- [Aufgaben]
a: Nenne alle verschiedenen Benutzernamen, unter denen im Forumsthread über Samsoe Beiträge erscheinen.
b: Schreib die Zeilen der Datensätze von der Zeile mit „Where can you see the white wall?“ bis zur Zeile mit „<point>601,226</point>“ als Markdown-Tabelle mit den Spalten „Nr.“ und „Zeile“ um. Lass dabei Leerzeilen weg.

- [Vorliegender Text]
━━━━━━━━━━━━━━━━━━━━
# Samsoe im Oktober



## Gernod (15. September 2009)

Hallo,
ich war die letzten Jahre im Herbst meist für eine Woche auf Langeland. Jetzt will ich mal was neues ausprobieren und habe mir Samsoe für Mitte Oktober ausgesucht. Allerdings steht da in einem dänischen Angelführer, dass Samsoe in den "Wintermonaten" für Mefo nicht taugt (wg hohem Salzgehalt). Frage an die Mefo-Spezialisten: Ist Oktober ein Wintermonat? Wie sind die Chancen auf Samsoe im Oktober? Oder doch wieder Langeland? Bin dankbar für alle Infos.
Gernod


----------



## xfishbonex (15. September 2009)

*AW: Samsoe im Oktober*

hallo geh mal auf die seite von bernd ziesche :g und dann geh mal auf reiseberichte |supergri da wirst du dicke augen bekommen das sag ich dir 
der fischt sehr oft aus samsö #hlg andre 

http://www.first-cast.de/Textdateien/ErlebnisberichtSamsoe2009.html 

gucks du hier :g


----------



## Ullov Löns (15. September 2009)

*AW: Samsoe im Oktober*

Hi Gernod,

Oktober und Samsoe, dass passt schon gut zusammen. Im Oktober ist dort noch lange nicht Winter. Im Allgemeinen setzt die Frühjahrsfischerei so hoch im Norden etwas später ein und hört im Herbst etwas früher auf. Bei sehr kalten Temperaturen ziehen sich vor allem die Grönländerschwärme in Süß- oder Brackwasserbereiche zurück, aber im Oktober wird das Wasser noch reichlich warm sein. Ich bin dann nicht allzu weit weg von Samsoe und freue mich aufs Trutten ärgern.

Samsoe ist eine supertolle Insel. Ich würde dir auf der Nordinsel die Westseite ans Herz legen und dir raten durchaus mal ein paar Meter am Strand entlang zu machen, denn es lassen sich dort ein paar schöne und fischige Riffe finden. Wenn der Wind nicht allzu stark auf der Südspitze steht, dann läßt es sich auch dort supergut angeln.

Samsoe ist ein Kleinod. Die Insel ist zwar nicht allzu groß, aber besonders der Nordteil landschaftlich eine Offenbarung. Das Klima ist milde, sodass auf der Insel Zucchini, Kürbisse und andere eher südlich zu erwartende Pflanzen gedeihen. 

Wenn man teilweise um eine Kurve kommt, um dann vor blauem Meer und Himmel eine Garnison orangener und gelber Kürbisse auf weitem Feld zu sehen, das hat fast was surrealistisches.

Kurz gesagt, ich würde hinfahren.


----------



## Gernod (15. September 2009)
━━━━━━━━━━━━━━━━━━━━
[Punktmarkierungen für Fotos]
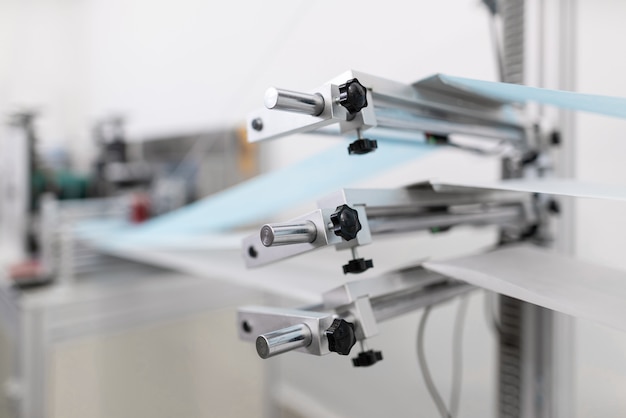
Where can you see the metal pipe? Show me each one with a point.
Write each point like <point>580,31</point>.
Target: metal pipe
<point>288,233</point>
<point>283,340</point>
<point>293,101</point>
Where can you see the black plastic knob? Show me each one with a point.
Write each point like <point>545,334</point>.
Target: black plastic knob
<point>353,96</point>
<point>367,358</point>
<point>345,222</point>
<point>362,146</point>
<point>341,337</point>
<point>358,265</point>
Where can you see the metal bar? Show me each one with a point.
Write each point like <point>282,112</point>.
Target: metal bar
<point>293,101</point>
<point>494,216</point>
<point>288,233</point>
<point>283,340</point>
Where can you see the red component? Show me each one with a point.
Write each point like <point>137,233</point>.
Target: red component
<point>139,208</point>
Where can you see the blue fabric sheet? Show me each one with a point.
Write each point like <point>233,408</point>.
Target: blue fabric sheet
<point>604,105</point>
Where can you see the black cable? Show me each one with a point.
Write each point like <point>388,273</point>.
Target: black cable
<point>457,355</point>
<point>421,357</point>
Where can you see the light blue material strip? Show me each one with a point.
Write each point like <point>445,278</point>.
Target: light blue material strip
<point>605,105</point>
<point>265,195</point>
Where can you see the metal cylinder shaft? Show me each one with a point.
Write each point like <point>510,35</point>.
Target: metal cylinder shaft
<point>293,101</point>
<point>288,233</point>
<point>283,340</point>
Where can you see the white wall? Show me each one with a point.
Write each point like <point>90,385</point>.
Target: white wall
<point>601,226</point>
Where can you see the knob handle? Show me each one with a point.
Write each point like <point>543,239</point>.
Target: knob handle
<point>341,337</point>
<point>345,222</point>
<point>353,96</point>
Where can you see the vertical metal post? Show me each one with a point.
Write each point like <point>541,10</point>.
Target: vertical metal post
<point>535,357</point>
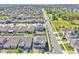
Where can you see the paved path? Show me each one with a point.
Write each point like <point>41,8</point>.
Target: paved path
<point>54,42</point>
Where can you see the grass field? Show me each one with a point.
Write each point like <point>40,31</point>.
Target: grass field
<point>64,23</point>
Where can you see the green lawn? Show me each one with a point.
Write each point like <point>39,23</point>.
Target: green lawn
<point>63,23</point>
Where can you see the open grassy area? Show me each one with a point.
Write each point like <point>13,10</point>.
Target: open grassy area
<point>63,23</point>
<point>5,17</point>
<point>68,47</point>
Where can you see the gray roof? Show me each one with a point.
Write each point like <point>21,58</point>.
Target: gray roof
<point>30,28</point>
<point>40,39</point>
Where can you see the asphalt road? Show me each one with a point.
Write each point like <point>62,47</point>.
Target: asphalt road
<point>54,42</point>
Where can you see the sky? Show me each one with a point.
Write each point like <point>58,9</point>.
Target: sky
<point>39,1</point>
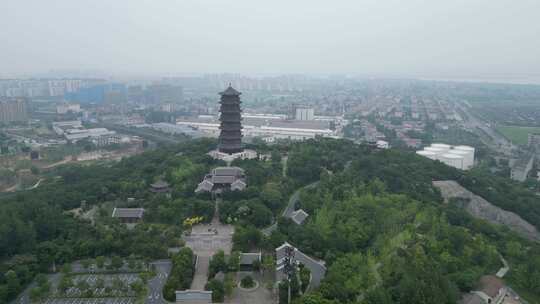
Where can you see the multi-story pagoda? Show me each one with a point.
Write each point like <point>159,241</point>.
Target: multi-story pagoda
<point>230,138</point>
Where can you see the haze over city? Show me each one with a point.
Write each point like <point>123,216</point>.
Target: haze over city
<point>269,152</point>
<point>491,40</point>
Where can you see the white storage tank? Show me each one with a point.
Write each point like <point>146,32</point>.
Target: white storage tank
<point>467,158</point>
<point>452,160</point>
<point>435,150</point>
<point>441,146</point>
<point>428,154</point>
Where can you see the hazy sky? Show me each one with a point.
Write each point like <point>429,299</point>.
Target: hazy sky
<point>430,38</point>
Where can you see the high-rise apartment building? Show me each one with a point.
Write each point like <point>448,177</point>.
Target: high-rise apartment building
<point>13,109</point>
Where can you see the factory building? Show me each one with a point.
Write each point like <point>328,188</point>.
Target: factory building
<point>461,157</point>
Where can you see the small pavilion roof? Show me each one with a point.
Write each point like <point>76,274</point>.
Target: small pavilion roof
<point>160,184</point>
<point>230,91</point>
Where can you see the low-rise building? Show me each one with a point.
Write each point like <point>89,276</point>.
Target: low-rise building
<point>317,268</point>
<point>299,216</point>
<point>128,215</point>
<point>520,170</point>
<point>160,187</point>
<point>223,178</point>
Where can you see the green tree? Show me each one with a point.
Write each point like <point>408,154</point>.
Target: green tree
<point>13,283</point>
<point>117,262</point>
<point>218,291</point>
<point>100,261</point>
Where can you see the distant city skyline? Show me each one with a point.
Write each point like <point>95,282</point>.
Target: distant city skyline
<point>495,41</point>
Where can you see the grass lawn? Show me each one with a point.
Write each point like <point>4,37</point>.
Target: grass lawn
<point>518,135</point>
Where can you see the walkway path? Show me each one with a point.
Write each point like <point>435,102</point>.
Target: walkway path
<point>201,273</point>
<point>295,197</point>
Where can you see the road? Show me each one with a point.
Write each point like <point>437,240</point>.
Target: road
<point>497,143</point>
<point>155,285</point>
<point>289,209</point>
<point>201,273</point>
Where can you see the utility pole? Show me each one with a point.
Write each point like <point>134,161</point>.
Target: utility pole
<point>289,268</point>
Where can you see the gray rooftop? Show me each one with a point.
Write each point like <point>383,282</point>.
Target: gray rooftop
<point>228,171</point>
<point>249,258</point>
<point>230,91</point>
<point>128,213</point>
<point>299,216</point>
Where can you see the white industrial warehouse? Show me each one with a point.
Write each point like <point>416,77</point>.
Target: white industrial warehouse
<point>461,157</point>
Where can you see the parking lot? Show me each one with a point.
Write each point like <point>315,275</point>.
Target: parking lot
<point>91,280</point>
<point>90,301</point>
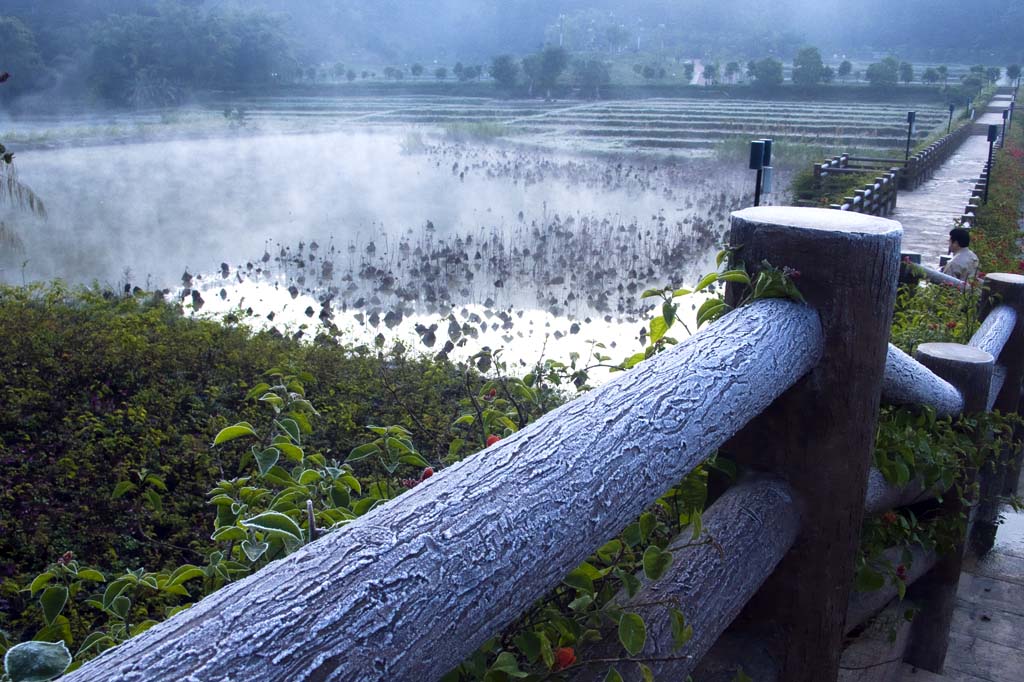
━━━━━━━━━━━━━━━━━━━━
- [Gegebene Antworten]
a: Gernod, xfishbonex, Ullov Löns

b:
| Nr. | Zeile |
|---|---|
| 1 | Where can you see the white wall? Show me each one with a point. |
| 2 | Write each point like <point>90,385</point>. |
| 3 | Target: white wall |
| 4 | <point>601,226</point> |